What is needed =>
Read through the data and report every line in which the word "trimmed" occurs.

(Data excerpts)
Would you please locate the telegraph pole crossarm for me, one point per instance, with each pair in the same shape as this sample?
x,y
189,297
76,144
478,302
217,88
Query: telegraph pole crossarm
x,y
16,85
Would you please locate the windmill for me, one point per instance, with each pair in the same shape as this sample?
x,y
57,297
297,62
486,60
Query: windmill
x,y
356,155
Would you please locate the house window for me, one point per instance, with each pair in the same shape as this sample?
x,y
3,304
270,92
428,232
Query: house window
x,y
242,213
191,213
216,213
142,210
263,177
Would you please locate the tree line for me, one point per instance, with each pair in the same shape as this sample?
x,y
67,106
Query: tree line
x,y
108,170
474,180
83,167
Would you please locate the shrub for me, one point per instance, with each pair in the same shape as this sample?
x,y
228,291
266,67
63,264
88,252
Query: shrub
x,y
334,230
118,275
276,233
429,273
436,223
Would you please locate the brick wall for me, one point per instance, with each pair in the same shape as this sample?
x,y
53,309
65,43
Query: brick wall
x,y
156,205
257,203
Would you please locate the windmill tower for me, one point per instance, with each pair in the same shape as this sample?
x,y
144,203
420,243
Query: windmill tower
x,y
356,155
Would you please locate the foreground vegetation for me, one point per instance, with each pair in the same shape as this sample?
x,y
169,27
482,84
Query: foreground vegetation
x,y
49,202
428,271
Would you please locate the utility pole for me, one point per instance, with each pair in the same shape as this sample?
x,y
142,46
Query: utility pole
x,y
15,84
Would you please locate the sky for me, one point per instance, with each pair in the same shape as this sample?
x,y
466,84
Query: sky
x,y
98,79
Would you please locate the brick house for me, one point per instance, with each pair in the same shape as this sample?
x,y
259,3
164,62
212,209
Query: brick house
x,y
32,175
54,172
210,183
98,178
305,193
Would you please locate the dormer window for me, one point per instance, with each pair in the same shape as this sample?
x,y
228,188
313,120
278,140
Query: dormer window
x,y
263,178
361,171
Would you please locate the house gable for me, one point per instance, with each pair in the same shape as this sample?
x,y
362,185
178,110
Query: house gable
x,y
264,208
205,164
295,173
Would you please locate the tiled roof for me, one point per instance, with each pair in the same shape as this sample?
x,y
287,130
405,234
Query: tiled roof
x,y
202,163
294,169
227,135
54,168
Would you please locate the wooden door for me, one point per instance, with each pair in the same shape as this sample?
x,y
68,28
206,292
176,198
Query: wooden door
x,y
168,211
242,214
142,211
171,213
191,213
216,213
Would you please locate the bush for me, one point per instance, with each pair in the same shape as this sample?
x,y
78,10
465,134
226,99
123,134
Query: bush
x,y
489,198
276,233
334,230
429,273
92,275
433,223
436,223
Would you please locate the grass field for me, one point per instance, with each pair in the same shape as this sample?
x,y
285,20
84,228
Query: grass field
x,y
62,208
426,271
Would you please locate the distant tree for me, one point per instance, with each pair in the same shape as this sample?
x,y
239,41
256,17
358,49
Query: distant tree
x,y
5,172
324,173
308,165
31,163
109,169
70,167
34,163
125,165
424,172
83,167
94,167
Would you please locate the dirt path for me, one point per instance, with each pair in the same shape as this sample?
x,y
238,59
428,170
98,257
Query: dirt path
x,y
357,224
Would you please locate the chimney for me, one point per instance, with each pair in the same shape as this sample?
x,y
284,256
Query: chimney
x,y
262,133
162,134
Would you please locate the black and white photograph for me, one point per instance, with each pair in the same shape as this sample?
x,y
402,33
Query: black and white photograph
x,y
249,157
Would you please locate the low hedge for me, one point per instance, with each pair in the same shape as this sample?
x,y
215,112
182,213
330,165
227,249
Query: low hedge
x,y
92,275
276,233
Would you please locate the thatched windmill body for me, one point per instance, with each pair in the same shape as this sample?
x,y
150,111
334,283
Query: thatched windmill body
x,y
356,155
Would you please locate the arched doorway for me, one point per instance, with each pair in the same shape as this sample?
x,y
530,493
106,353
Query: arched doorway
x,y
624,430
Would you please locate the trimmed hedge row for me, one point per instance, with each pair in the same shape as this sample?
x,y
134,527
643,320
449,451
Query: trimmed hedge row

Finished exercise =>
Would you please locate the trimmed hedge row for me, one point per instance, with each pair in the same shape as this sample?
Query: trimmed hedge row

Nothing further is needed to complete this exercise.